PASSAGE PROVIDED.

- Opening Delimiter -


 

    Later when TV came along, on Saturdays when they had Cowboy movies on, I would get the guns down from the hall closet and shoot the villains. But you had to be careful that nobody was looking. You weren't supposed to play with real guns but rifles were way better than cap pistols even when you couldn't find any bullets.

 

    Then Dad bought a fancy double barrel shot gun. It broke down into pieces which slipped into sheep skin holders. It was terrific. He wanted to go hunting and get some ducks for Sunday dinner. Which we ate a couple of times but you had to be careful to pick the shot out and not swallow it. We had pheasant and quail that people gave us. Because Mom and Dad were doctors lots of people gave us things for saving their lives. There was one family that always came at Christmas and gave Dad this huge box of really awful candy. After a while nobody wanted to eat it and we laughed when it came the next year and the next and the next. Then it stopped. Guess she died. Mom and Dad always talked about their patients at dinner. The man with the stomach. The woman with the arm. And Mrs. So and So who died.

 

    Doctor Ferranti, a friend of Dad's offered to take us all hunting up in Maine. What an adventure. He had a  Hunter who was going to come along. And a son Anthony who was real neat. To get us into the spirit of things Dr. Ferranti made sling shots for us squirts. There was me, my sister Jo, and Anthony. We sat in the back seat with the three adults up front as we drove to Maine. It took a long time to get there but we didn't mind. Dr. Ferranti gave us a big glass jar full of rocks. They were washed all nice and clean and just the right size for our sling shots which were really well made with leather and strong elastic bands. Had mine for years. We rolled down the windows and practiced taking turns trying to hit cars as we drove by. It was great fun but got us in trouble.

- Closing Delimiter -

ASSIGNED TASK A.
Answer these questions about the memoir excerpt, one per line:
(i) On Saturdays when Cowboy movies were on TV, what did the narrator shoot with the guns from the hall closet?
(ii) What did the pieces of Dad's double barrel shot gun slip into?
(iii) Who sat in the back seat on the drive to Maine?
ASSIGNED TASK B.
Write the next part of the memoir excerpt, picking up right after its final sentence.

RECORDS.
- Opening Delimiter -

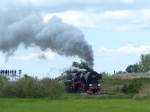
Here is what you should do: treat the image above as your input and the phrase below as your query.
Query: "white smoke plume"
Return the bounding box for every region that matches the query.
[0,10,93,67]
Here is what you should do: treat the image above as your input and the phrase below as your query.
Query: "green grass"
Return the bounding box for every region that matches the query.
[0,98,150,112]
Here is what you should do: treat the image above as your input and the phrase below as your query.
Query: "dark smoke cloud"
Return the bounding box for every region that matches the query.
[0,8,93,67]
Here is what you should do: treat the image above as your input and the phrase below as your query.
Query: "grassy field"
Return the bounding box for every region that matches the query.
[0,98,150,112]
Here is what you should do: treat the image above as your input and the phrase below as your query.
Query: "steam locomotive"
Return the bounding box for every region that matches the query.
[64,67,102,95]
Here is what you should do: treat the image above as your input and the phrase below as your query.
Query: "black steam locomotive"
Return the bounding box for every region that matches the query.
[64,67,102,95]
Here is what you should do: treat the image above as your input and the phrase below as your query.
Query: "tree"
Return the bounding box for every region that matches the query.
[140,54,150,72]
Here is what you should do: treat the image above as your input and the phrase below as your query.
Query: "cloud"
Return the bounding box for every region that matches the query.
[44,9,150,31]
[9,51,56,61]
[96,44,150,58]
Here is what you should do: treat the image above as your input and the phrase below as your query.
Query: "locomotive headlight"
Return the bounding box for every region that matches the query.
[89,84,92,87]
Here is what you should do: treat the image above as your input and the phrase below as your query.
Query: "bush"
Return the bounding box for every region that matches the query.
[122,80,142,94]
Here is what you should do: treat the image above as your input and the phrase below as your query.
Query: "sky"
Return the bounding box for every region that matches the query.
[0,0,150,77]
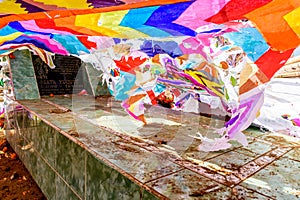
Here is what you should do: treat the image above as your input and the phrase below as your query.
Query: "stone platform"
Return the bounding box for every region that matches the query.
[6,95,300,200]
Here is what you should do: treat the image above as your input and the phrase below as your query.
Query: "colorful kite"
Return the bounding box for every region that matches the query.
[0,0,300,151]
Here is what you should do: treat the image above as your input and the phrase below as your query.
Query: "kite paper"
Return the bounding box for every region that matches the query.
[0,0,300,151]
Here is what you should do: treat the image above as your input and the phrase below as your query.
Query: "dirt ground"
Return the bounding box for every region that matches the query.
[0,136,46,200]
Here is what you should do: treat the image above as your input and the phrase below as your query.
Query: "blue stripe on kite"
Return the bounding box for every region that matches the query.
[200,28,222,34]
[3,35,54,53]
[51,34,90,55]
[0,26,18,36]
[145,2,197,36]
[224,27,270,62]
[120,6,171,37]
[8,22,51,35]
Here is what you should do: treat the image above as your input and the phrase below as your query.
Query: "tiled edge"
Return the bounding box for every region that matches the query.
[10,103,163,199]
[10,50,40,99]
[86,154,165,200]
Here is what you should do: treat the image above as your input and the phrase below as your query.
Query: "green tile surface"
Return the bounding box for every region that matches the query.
[241,158,300,200]
[86,155,141,200]
[10,50,40,100]
[52,131,86,198]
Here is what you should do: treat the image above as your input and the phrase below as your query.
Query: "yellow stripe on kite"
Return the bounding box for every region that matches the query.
[283,7,300,37]
[99,10,148,38]
[75,13,118,37]
[0,32,22,44]
[0,0,28,14]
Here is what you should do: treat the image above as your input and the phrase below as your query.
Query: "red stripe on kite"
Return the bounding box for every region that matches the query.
[205,0,272,24]
[255,49,294,79]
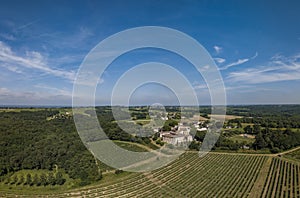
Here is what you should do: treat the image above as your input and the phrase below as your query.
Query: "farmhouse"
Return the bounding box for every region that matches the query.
[160,123,193,145]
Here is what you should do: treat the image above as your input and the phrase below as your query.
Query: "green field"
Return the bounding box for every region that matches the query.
[0,152,300,197]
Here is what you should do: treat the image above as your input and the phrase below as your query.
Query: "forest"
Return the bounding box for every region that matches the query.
[0,105,300,186]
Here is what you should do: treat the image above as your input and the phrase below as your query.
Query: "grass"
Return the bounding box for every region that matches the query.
[283,149,300,162]
[113,141,148,152]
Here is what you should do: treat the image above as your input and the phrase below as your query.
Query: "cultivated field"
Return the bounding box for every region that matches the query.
[0,152,300,197]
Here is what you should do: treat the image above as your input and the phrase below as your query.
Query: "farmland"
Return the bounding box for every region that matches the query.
[0,152,300,197]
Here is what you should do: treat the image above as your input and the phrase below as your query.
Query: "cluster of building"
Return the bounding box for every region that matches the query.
[160,123,193,145]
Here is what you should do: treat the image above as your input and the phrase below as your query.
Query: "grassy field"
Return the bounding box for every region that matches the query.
[0,152,300,197]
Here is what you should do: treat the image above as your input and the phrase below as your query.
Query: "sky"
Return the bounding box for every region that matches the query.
[0,0,300,106]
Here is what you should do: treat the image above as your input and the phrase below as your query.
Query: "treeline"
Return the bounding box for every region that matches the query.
[4,172,66,186]
[253,128,300,153]
[0,110,102,185]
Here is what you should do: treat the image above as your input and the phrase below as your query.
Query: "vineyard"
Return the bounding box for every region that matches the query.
[0,152,300,197]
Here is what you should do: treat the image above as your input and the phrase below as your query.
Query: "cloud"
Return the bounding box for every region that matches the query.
[0,87,71,105]
[227,54,300,84]
[219,52,258,70]
[214,58,226,64]
[214,45,222,54]
[0,41,75,81]
[0,33,16,41]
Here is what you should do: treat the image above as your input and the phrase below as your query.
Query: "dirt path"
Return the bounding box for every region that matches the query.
[248,157,272,198]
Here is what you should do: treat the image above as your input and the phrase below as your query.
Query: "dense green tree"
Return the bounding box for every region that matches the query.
[55,171,66,185]
[25,173,33,186]
[32,174,41,186]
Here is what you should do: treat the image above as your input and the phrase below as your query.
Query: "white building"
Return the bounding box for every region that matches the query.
[160,123,193,145]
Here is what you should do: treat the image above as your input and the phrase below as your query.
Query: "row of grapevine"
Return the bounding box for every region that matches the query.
[261,158,300,197]
[0,152,300,198]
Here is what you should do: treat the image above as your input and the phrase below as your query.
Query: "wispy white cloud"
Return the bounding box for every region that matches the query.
[0,87,71,105]
[0,33,16,41]
[15,19,40,31]
[214,45,222,54]
[0,41,75,81]
[214,58,226,64]
[219,52,258,70]
[227,54,300,84]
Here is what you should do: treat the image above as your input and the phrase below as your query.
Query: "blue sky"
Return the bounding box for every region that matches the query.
[0,0,300,105]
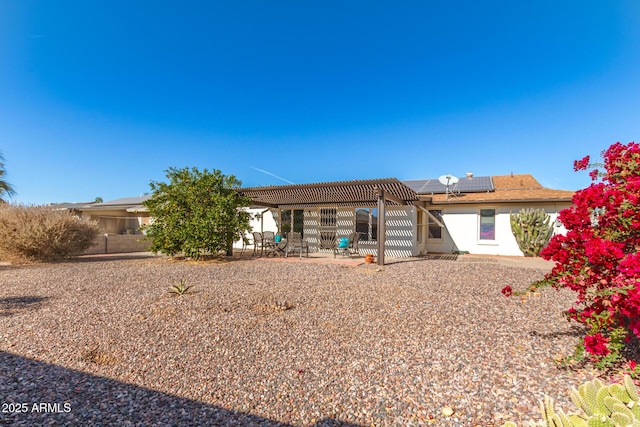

- Closing Delimiter -

TASK RESULT A.
(i) The villains.
(ii) Sheep skin holders.
(iii) The narrator, the narrator's sister Jo, and Anthony.

TASK RESULT B.
    Dad was in a bad mood when we arrived at the Inn. Kind of a dump I guess. Not like when Mom took us to New York and we stayed in the Waldorf Astoria and saw plays on Broadway. This was Dad's first, and last, weekend with us kids. Our room had just one old fashioned iron post bed. Dad, Jo and me managed somehow to get to sleep all in that one bed. There was a wash basin in the room and an outhouse which was real smelly. Not at all like a hotel room.

 

    The breakfast was huge and hearty; eggs with muffins and jam. After which Dr. Ferranti and his friend announced that they were going to scout the lay of the land. They came back some time after lunch. By then Dad was kind of fed up looking after us particularly as there wasn't much to do other than try to feed tin cans to the goat. Seems, according to Dad, that we got worse and worse. Behavior wise. Anthony was a little devil but his Dad didn't seem to mind. Anthony was great. I really liked Anthony. But we never saw him again after that weekend. And I don't think Dad saw a lot of Dr. Ferranti. Guess Dad wasn't used to taking care of kids. But he was good at other stuff like cutting people open and keeping them alive for years and years and years. Which is why we got all that terrible candy. Somebody once wrote a poem about his wonderful hands. It wasn't a great poem.

 

    That afternoon we all trekked into the woods which Dr. Ferranti and his hunter friend had staked out. We were supposed to be real quiet. The three men had their rifles loaded while we had pockets full of carefully selected rocks. If anything moved out there we were gonnah let them have it. But nothing happened. We just waited and waited and waited. Then the Hunter tried some bird and animal calls. Still nothing happened. Eventually we gave up went back to the Inn and enjoyed a good old country dinner. The bed the second night wasn't any better than the first. But breakfast sure was great.

 

    On the ride home Dad wouldn't talk to us. He was real mad. When we got home he said something like "Here are your children" to Mom and stormed off to be by himself until supper. Mom and Grandma put Jo and me into the tub and scrubbed us up good. Mom was kind of upset that Dad brought us home all scruffy. But he really didn't want to talk about it. Mom and Grandma were nice and gave us hot chocolate and cookies. That night we slept like angels in our own beds. But I had dreams of growing up to be a Great White Hunter. Bang. Bang.